TO-DO LIST.
• 1. According to the West Hudson text, which river separates the area from Jersey City?
• 2. Extend the text about West Hudson, New Jersey, starting after its last sentence.

SOURCE TEXT.
+ + + + +

West Hudson, New Jersey

Part of the region includes protected wetlands
The Kearny Meadows are crisscrossed with rail infrastructure and is home to New Jersey Transit's Meadows Maintenance Complex
West Hudson County Park, in Kearny and Harrison

West Hudson is the collective name of the municipalities of Kearny, Harrison and East Newark located west of the Hackensack River and east of the Passaic River in Hudson County in northeastern New Jersey. The Passaic River separates it from Newark and Belleville, and the Hackensack River separates it from Jersey City, the county seat. Residential districts are concentrated along the banks of the Passaic, while along the Hackensack there is more industry, brownfields, or protected areas of the New Jersey Meadowlands known as the Kearny Meadows or the Kearny Marsh[1]

The area was known as Meghgectecock (spellings include masgichteu-cunk) by the Lenape people who lived there at the time of European coloniazation, meaning where May-apples grow, from a moist-woodland perennial that bears edible yellow berries [2] and used to describe the lobe of land between and the confluence of the Hackensack and Passaic Rivers at Newark Bay.[3] (Contemporary: masgichteu meaning may apple [4])

It was part of the area called Achter Col by New Netherlanders in the province of New Netherland during the 17th century. It was later given the name New Barbadoes Neck by British colonialists, and was originally part of Essex County. In 1710 it was made part of New Barbadoes Township, and part of Bergen County. It became part of Hudson County formed in 1840.

Portion of the Morris Canal ran through Kearny Point, unused portions which remain today.[5] West Hudson is criscrossed with rail passenger and freight rail lines,[6][7] including those of Amtrak, New Jersey Transit, and PATH, the last of which maintains a station at Harrison, at the site of the former Manhattan Transfer. The Kearny Connection is a major rail junction. The proposed high-speed rail line known as the Gateway Project will traverse the area and includes the replacement of the Portal Bridge.

+ + + + +

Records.
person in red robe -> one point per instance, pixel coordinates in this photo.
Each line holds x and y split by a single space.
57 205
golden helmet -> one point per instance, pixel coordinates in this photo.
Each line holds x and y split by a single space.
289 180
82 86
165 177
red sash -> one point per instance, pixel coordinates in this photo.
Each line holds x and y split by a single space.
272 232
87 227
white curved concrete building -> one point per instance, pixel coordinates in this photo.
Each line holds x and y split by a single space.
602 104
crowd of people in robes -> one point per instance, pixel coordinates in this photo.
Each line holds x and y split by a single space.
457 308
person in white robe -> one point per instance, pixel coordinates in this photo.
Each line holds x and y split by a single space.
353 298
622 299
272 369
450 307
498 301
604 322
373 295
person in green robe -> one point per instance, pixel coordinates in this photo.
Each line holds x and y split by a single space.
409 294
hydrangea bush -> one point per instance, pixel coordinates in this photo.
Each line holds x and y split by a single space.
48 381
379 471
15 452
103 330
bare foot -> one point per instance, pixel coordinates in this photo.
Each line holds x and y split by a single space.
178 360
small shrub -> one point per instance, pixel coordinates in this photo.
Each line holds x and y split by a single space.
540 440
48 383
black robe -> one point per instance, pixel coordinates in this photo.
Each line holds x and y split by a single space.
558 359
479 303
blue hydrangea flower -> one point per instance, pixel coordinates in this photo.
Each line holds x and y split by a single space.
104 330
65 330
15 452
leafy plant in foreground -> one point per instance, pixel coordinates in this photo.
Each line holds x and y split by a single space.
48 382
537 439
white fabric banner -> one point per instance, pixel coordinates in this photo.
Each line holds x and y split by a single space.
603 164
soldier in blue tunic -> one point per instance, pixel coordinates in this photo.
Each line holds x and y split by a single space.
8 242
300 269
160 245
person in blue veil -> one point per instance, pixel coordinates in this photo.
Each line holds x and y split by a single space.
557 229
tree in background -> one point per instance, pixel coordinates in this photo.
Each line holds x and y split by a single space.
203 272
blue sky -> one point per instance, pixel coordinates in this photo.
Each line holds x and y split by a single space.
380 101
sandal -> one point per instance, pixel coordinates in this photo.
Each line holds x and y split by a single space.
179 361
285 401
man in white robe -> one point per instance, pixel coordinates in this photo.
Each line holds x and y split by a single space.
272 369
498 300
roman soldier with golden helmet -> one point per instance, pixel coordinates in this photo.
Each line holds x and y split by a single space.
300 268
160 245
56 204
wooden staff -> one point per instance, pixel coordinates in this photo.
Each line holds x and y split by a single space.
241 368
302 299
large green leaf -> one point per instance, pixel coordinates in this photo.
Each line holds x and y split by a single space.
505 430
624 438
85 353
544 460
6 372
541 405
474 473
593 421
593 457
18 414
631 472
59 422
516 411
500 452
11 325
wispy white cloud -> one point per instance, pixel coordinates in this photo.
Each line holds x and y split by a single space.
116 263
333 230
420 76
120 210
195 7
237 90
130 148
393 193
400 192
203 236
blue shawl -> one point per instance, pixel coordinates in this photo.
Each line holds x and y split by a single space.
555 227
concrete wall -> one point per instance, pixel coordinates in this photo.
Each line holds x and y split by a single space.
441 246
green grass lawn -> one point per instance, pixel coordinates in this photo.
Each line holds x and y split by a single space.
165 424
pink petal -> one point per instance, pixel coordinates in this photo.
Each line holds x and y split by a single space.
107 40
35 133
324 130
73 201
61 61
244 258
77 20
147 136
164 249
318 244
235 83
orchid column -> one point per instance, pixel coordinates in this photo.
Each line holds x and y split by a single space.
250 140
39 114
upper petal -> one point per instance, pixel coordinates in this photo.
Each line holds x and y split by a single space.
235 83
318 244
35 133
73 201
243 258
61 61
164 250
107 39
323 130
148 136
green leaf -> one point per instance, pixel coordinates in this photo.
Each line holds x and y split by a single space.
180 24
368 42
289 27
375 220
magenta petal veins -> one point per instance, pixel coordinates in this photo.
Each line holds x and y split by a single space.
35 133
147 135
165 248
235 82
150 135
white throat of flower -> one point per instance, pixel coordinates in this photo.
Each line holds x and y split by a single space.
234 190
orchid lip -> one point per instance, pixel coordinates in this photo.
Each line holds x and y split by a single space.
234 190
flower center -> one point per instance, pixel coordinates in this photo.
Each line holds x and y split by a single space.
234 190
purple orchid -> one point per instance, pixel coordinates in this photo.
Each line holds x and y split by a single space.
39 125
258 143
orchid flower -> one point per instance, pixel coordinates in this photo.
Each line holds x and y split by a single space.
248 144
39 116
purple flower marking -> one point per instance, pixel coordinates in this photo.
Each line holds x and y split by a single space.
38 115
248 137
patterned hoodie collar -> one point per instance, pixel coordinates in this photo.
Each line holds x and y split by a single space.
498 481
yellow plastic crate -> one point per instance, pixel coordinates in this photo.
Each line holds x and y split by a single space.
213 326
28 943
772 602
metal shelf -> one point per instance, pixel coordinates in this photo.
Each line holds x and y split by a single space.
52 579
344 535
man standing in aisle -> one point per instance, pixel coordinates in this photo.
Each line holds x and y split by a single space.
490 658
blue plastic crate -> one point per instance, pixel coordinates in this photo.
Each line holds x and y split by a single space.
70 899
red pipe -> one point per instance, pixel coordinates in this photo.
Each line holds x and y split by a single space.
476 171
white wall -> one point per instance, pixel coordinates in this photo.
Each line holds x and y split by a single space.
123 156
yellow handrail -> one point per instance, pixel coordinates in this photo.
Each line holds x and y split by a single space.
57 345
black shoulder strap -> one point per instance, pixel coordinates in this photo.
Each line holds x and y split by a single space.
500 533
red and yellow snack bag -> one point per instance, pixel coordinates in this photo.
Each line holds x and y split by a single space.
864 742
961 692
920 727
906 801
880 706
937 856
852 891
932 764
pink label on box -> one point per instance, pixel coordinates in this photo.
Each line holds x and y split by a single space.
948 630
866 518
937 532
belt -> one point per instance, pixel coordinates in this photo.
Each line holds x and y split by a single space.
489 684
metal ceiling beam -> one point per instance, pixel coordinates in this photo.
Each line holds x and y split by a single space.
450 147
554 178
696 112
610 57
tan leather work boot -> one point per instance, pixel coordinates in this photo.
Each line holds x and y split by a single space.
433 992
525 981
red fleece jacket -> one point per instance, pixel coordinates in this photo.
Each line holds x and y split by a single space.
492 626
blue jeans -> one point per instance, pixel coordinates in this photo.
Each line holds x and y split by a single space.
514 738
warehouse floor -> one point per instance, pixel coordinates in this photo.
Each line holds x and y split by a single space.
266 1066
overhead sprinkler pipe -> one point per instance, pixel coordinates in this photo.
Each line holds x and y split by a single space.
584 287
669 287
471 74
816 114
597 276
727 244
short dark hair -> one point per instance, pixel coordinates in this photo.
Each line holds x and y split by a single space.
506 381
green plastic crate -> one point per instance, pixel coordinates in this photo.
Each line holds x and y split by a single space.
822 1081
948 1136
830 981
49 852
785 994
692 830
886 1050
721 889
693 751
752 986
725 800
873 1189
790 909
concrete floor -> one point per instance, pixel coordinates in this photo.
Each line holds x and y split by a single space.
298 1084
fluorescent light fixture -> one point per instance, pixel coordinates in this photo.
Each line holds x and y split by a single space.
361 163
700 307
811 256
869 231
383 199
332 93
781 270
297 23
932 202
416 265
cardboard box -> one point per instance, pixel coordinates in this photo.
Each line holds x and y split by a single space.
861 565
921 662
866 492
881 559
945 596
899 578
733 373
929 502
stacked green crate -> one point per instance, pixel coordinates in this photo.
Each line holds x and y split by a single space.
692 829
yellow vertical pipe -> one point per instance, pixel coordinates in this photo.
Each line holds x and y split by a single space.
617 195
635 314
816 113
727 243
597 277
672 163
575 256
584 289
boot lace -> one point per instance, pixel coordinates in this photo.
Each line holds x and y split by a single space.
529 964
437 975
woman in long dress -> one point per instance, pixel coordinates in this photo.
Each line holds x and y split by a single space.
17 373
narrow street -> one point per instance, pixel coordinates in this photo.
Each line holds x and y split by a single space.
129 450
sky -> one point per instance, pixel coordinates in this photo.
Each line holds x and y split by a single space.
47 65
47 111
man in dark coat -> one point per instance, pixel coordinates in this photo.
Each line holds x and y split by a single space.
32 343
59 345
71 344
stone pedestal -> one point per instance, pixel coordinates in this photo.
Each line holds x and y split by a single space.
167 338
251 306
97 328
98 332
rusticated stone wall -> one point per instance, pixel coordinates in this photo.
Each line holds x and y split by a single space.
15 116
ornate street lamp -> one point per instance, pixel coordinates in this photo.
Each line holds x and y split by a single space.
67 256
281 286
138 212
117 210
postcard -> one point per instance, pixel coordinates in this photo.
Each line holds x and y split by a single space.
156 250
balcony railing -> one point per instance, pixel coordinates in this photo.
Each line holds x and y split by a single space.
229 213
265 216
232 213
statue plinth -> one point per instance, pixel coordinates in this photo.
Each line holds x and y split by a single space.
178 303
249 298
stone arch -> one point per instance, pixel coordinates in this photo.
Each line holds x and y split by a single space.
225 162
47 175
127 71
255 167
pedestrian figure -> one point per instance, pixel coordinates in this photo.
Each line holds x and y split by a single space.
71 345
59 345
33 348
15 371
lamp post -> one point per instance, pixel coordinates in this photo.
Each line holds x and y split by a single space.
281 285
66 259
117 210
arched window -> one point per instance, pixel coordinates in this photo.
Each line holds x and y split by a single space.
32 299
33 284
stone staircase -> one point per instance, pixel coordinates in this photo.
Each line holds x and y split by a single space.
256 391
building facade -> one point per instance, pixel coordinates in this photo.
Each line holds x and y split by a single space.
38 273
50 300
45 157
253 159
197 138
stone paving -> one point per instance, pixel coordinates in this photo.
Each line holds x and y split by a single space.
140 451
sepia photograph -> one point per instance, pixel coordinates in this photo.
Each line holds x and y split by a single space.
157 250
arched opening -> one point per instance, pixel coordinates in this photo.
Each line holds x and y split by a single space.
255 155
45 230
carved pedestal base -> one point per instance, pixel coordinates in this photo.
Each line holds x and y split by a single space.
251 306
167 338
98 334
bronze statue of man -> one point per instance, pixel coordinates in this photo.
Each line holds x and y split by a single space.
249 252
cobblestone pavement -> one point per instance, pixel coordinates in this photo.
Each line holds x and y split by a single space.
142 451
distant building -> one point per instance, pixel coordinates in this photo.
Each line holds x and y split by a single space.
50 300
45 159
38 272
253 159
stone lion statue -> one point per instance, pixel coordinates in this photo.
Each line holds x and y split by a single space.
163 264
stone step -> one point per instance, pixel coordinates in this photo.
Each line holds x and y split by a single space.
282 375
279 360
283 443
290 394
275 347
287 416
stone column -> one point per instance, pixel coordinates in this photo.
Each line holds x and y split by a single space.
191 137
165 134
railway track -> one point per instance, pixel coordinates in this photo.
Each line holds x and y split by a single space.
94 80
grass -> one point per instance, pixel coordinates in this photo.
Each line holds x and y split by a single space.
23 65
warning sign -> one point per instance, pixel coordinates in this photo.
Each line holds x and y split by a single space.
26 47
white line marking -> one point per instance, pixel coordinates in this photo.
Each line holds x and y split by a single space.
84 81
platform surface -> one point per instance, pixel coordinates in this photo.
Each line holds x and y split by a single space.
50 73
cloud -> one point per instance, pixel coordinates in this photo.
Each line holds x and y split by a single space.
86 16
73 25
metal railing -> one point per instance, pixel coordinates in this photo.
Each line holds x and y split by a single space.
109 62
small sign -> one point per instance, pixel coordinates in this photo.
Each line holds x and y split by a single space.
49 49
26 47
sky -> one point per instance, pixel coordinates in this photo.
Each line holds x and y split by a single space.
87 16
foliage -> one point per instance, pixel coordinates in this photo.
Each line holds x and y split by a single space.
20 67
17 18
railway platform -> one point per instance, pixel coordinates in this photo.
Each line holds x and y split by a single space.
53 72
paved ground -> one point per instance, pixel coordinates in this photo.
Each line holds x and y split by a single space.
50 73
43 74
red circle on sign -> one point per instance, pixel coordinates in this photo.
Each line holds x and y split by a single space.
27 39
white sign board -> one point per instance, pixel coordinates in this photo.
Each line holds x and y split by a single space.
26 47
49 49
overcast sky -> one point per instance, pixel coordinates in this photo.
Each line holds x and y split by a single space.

+ + + + +

RESULTS OF THE TASKS.
• 1. The Hackensack River.

• 2.
The West Hudson towns and Newark, particularly the Ironbound across the Passaic have had a long tradition of soccer.[8][9] Kearny's nickname, "Soccer Town, UUSA" comes from tradition that originated in the mid-1870s, when thousands of Scottish and Irish immigrants settled there after two Scottish companies, Clark Thread Company and Nairn Linoleum, opened..[10] The Newark Portuguese were one of the many teams.[9] The Red Bulls Stadium is in Harrison.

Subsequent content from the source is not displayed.